[[ Data to process open ]]
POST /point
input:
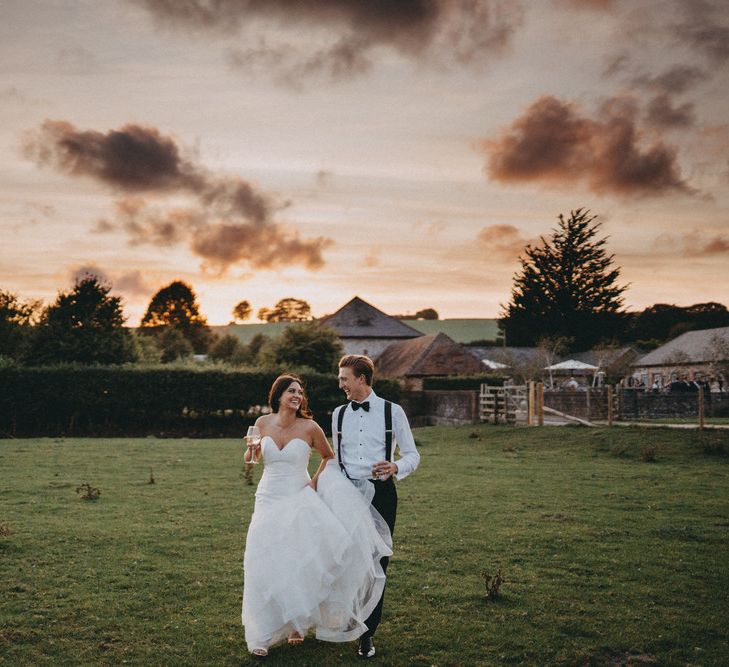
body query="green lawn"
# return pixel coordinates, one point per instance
(605, 556)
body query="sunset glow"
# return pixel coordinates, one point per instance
(402, 152)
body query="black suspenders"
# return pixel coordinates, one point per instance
(388, 434)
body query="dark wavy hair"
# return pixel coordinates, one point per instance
(279, 386)
(360, 365)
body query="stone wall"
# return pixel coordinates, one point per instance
(591, 404)
(636, 404)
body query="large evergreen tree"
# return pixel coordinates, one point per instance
(567, 286)
(176, 306)
(85, 326)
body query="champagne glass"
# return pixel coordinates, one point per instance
(253, 440)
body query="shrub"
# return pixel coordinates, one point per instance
(158, 400)
(493, 583)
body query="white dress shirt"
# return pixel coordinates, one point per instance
(363, 439)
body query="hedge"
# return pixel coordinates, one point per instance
(106, 401)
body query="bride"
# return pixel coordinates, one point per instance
(313, 549)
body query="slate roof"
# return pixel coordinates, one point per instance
(507, 355)
(359, 319)
(436, 354)
(607, 357)
(691, 347)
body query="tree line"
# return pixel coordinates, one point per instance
(86, 325)
(568, 290)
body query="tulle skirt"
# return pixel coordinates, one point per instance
(312, 560)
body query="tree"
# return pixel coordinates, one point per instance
(567, 286)
(242, 311)
(304, 344)
(176, 306)
(286, 310)
(16, 318)
(662, 322)
(84, 325)
(173, 345)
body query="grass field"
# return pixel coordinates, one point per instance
(607, 558)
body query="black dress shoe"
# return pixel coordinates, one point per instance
(366, 648)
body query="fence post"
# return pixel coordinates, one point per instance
(530, 411)
(610, 404)
(701, 408)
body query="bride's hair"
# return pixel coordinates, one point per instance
(279, 386)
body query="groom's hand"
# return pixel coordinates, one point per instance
(383, 470)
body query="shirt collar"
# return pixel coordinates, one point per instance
(371, 397)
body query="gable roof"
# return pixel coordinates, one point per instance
(507, 356)
(461, 330)
(607, 357)
(690, 347)
(359, 319)
(436, 354)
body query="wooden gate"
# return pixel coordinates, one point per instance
(499, 405)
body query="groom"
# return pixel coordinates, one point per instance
(365, 432)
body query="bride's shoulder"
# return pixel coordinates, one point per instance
(263, 420)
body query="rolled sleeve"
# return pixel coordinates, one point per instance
(409, 456)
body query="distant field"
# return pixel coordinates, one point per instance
(607, 557)
(463, 330)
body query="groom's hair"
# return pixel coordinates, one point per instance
(360, 365)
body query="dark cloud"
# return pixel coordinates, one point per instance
(503, 242)
(706, 29)
(598, 5)
(225, 220)
(133, 159)
(677, 79)
(346, 32)
(132, 283)
(88, 270)
(268, 247)
(662, 113)
(693, 244)
(553, 142)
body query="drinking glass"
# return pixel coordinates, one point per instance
(253, 440)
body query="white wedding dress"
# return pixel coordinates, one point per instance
(312, 558)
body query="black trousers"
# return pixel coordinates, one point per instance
(385, 502)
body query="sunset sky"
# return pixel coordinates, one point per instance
(401, 151)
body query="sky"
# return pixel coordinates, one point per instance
(404, 152)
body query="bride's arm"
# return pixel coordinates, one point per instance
(321, 444)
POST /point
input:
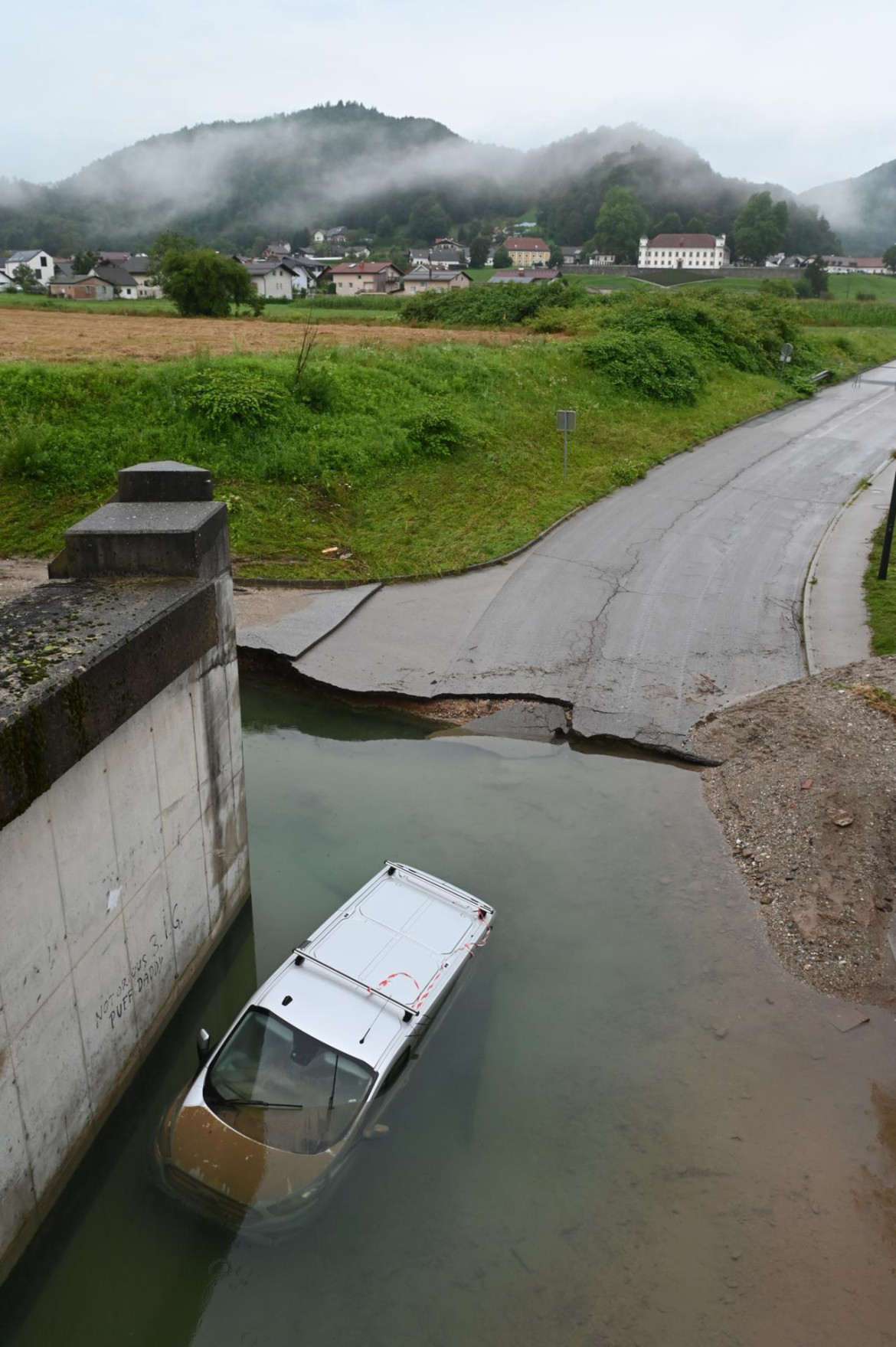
[[ Data to process closed ]]
Find the lines in the records that contain the word "groom", then copy every one of them.

body query="groom's hand"
body query="groom"
body query="groom's hair"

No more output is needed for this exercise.